Instructions for the task: Write out the material below again, unchanged.

Material provided:
※ ※ ※

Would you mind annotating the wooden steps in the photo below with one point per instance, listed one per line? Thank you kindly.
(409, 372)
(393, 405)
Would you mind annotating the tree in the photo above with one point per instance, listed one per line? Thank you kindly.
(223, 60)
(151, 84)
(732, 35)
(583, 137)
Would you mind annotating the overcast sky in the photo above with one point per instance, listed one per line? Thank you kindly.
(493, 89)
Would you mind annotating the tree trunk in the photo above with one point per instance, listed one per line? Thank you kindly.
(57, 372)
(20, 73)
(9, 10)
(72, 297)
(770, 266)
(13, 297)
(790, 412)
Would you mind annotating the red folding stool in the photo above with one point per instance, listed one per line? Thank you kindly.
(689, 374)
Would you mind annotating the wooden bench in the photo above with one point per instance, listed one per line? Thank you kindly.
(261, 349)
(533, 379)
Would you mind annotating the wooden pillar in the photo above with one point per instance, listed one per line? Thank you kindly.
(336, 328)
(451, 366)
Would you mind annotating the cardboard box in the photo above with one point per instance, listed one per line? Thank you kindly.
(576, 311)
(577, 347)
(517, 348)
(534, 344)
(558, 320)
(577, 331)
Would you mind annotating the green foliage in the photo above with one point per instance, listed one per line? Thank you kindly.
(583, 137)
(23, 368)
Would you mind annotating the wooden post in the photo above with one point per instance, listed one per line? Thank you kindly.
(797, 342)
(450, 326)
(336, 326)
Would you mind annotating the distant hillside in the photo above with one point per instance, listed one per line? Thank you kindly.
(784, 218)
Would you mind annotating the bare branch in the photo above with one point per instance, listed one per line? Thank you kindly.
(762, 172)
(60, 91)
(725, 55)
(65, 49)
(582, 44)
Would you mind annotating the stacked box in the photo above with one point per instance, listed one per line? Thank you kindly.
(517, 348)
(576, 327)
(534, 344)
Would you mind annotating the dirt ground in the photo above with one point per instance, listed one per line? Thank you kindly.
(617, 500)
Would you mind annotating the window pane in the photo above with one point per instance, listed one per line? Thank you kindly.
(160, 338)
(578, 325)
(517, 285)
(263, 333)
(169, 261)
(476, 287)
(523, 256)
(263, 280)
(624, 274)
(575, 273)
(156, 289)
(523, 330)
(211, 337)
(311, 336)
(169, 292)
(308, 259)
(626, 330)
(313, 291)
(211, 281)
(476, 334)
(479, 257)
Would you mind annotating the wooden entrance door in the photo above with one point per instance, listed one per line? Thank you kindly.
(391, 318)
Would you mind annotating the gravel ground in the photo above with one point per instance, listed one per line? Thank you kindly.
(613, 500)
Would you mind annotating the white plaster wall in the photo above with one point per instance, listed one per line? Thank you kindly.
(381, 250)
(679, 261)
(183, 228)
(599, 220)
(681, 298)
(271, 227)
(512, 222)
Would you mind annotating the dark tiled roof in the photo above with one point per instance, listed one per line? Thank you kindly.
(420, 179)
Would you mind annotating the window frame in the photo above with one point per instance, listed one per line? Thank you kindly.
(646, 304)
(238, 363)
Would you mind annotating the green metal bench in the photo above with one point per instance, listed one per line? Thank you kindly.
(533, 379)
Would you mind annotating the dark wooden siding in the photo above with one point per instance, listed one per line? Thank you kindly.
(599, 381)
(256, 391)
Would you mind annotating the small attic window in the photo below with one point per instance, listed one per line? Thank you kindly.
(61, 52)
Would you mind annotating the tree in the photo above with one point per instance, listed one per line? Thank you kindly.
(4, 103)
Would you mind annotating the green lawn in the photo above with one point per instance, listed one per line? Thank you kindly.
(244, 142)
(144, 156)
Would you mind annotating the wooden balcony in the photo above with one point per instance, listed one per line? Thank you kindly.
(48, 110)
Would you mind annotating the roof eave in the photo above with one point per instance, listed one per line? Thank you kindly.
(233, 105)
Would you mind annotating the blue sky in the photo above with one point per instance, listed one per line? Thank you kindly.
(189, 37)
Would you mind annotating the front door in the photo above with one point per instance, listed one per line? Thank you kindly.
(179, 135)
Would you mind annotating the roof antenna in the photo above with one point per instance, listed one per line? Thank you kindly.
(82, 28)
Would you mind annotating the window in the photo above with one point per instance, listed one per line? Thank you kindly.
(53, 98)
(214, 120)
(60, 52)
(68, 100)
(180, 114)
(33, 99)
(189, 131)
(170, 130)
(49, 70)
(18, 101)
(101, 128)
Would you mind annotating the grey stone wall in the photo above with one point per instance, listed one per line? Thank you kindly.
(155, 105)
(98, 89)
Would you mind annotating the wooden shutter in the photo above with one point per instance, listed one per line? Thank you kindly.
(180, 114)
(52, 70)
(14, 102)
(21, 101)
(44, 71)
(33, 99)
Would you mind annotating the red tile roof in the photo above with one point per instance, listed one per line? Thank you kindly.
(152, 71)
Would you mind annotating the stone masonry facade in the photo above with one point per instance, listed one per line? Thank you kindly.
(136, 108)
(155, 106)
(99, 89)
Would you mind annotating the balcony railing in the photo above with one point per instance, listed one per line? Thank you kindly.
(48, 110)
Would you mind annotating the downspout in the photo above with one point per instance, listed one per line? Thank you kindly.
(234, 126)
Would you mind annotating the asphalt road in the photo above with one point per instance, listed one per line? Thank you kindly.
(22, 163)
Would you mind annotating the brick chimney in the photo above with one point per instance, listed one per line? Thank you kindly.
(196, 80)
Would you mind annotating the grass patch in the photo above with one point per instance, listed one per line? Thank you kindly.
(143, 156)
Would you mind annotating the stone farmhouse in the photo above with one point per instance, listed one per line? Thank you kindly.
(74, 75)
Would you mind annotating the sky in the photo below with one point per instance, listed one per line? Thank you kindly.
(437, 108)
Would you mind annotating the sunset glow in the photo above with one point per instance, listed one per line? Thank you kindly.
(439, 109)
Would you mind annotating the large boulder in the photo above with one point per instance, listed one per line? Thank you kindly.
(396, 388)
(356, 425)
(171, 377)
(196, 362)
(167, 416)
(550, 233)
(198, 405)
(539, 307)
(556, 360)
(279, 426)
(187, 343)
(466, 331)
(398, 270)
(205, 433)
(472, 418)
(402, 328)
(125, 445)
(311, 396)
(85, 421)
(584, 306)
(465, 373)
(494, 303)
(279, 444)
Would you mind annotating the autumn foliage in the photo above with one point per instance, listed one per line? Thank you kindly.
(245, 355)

※ ※ ※

Reply to the exercise:
Would you mind annotating the wooden steps in the photo below with one point per instance, listed one per line? Thank you kindly.
(409, 372)
(393, 405)
Would you mind annotating the tree in the photo above with one point per instance, listed one per line? Thank you kindly.
(223, 60)
(151, 84)
(732, 35)
(583, 137)
Would you mind annotating the overcast sky in the photo above with one point per instance, listed one per line? Thank you kindly.
(493, 89)
Would you mind annotating the tree trunk in the photo above with one point per instance, listed one per line? Thank you kindly.
(57, 372)
(20, 73)
(9, 10)
(72, 297)
(770, 266)
(13, 297)
(790, 412)
Would you mind annotating the red folding stool in the photo above with one point per instance, listed one per line? Thank you kindly.
(689, 374)
Would you mind annotating the wooden bench in the photo above with one point per instance, listed one per line? Thank you kindly.
(261, 349)
(533, 379)
Would you mind annotating the wooden pillar in the photo above with one point per instance, listed one per line? Thank you kindly.
(336, 328)
(451, 366)
Would you mind annotating the cardboard box in the photo above with one point per instance, listed one per line? Thank you kindly.
(576, 311)
(577, 347)
(517, 348)
(534, 344)
(558, 320)
(577, 331)
Would you mind annotating the green foliage in the photo above with one point per instance, listed one per line? Thank you kindly.
(583, 137)
(23, 368)
Would you mind annotating the wooden post in the photo above with one point per instance, listed one per line? Thank you kindly.
(797, 342)
(450, 326)
(336, 326)
Would you mind annotating the distant hillside in the photo above with one point per instance, listed one per line? Thank you kindly.
(784, 218)
Would you mind annotating the bare branch in the photo above with one point per instance, listed one per line? Thank you kindly.
(762, 172)
(60, 91)
(725, 55)
(65, 49)
(582, 44)
Would you mind annotating the stacked box in the photo above with one point per instance, listed one per line? Thank you kindly.
(517, 348)
(576, 327)
(534, 344)
Would you mind annotating the dirt ground in the photo above with one point per instance, listed one per line? Thank you kindly.
(617, 500)
Would you mind annotating the window pane in the photo above with one point per instance, listed one per line? Thank you kindly.
(160, 338)
(578, 325)
(517, 285)
(263, 333)
(169, 261)
(476, 287)
(523, 256)
(263, 280)
(624, 274)
(575, 273)
(156, 289)
(523, 330)
(211, 337)
(311, 336)
(169, 292)
(308, 259)
(626, 330)
(313, 291)
(211, 281)
(476, 334)
(479, 257)
Would you mind annotating the wooden entrance door in the photo above with one point per instance, listed one per line? Thank you kindly.
(391, 318)
Would you mind annotating the gravel ground in the photo above with one point per instance, listed one per line? Thank you kindly.
(613, 500)
Would you mind annotating the white plaster wall in the photo above with one point per instance, listed one per line? Thank you kindly.
(381, 250)
(679, 261)
(183, 228)
(599, 220)
(681, 298)
(271, 227)
(512, 222)
Would you mind annotating the dark tiled roof in the photo above with one point per instance, listed one per line? Thank you kindly.
(420, 179)
Would you mind annotating the window frame in the photo above with one point per instance, listed one per line? Thank you kindly.
(646, 304)
(238, 363)
Would you mind annotating the green metal bench in the photo above with one point per instance, listed one per line? Thank you kindly.
(533, 379)
Would you mind annotating the dark wooden siding in the photo above with one point per instance, listed one per line? Thank you kindly.
(599, 381)
(256, 391)
Would you mind annotating the small attic window in the photo below with one point per instance, listed one per line? Thank you kindly.
(61, 52)
Would you mind annotating the tree in the photo above with one point per instance, listed one per line? Thank you kindly.
(4, 103)
Would you mind annotating the green lawn in the photo above with one point per instance, listed one per line? Thank you kindly.
(244, 142)
(144, 156)
Would you mind annotating the wooden balcony in the photo above with one point per instance, listed one per line? Thank you kindly.
(48, 110)
Would you mind annotating the roof eave in the photo above with one point per instance, listed one per line? Thank you kindly.
(233, 105)
Would you mind annotating the blue sky in the photo above with one point per instance, listed one per line? Thank you kindly.
(189, 37)
Would you mind annotating the front door in the photo above with one point per instance, listed one per line? Thank you kindly.
(179, 135)
Would you mind annotating the roof antenna in the photo above with one point per instance, listed one per line? Thank you kindly.
(82, 28)
Would you mind annotating the window in the photo above with one point per instance, listed one per line? Thank you kindly.
(53, 98)
(214, 120)
(60, 52)
(68, 100)
(180, 114)
(33, 99)
(189, 131)
(170, 130)
(49, 70)
(18, 101)
(101, 128)
Would you mind annotating the grey stone wall in the photo above with one point per instance, listed one per line? Thank you kindly.
(155, 105)
(98, 89)
Would you mind annotating the wooden shutter in the photo above with one point per instance, listed one per line? Thank you kindly.
(180, 114)
(52, 70)
(14, 102)
(21, 101)
(44, 71)
(33, 99)
Would you mind annotating the red tile roof in the photo above with one point per instance, listed one per line? Thank you kindly.
(152, 71)
Would you mind annotating the stone masonry facade in the photo above with one point per instance, listed one per line? Thank you kindly.
(136, 108)
(155, 106)
(99, 89)
Would you mind annotating the balcony railing in the photo above with one point per instance, listed one per line? Thank you kindly.
(48, 110)
Would you mind annotating the downspout in the photo above with one point per instance, listed one per line? Thank you kindly.
(234, 126)
Would you mind annotating the asphalt road in the photo above with one point per instance, listed one per line? Thank you kindly.
(22, 163)
Would you mind annotating the brick chimney in the photo above with one point per instance, listed one per line? Thank you kindly.
(196, 80)
Would you mind annotating the grass patch in the photo above with one point per instance, listed one per line? Thank you kindly.
(143, 156)
Would you mind annotating the stone farmhouse in the photo above with one point per instance, listed one per line? Thank you kindly.
(74, 75)
Would you mind annotating the sky in the photo below with one point per instance, listed one per line? Thank you kindly.
(437, 108)
Would you mind annotating the sunset glow in the photo above with one point per instance, listed one per line? Thank you kindly.
(439, 109)
Would you mind annotating the large boulder in the photo above with one point per instance, listed one per line? Thank you kindly.
(396, 388)
(356, 425)
(171, 377)
(196, 362)
(167, 416)
(550, 233)
(198, 405)
(539, 307)
(556, 360)
(279, 426)
(187, 343)
(466, 331)
(398, 270)
(205, 433)
(472, 418)
(402, 328)
(125, 445)
(311, 396)
(85, 421)
(584, 306)
(465, 373)
(494, 303)
(279, 444)
Would you mind annotating the autumn foliage in the photo above with one point per instance, listed one per line? Thank you kindly.
(245, 355)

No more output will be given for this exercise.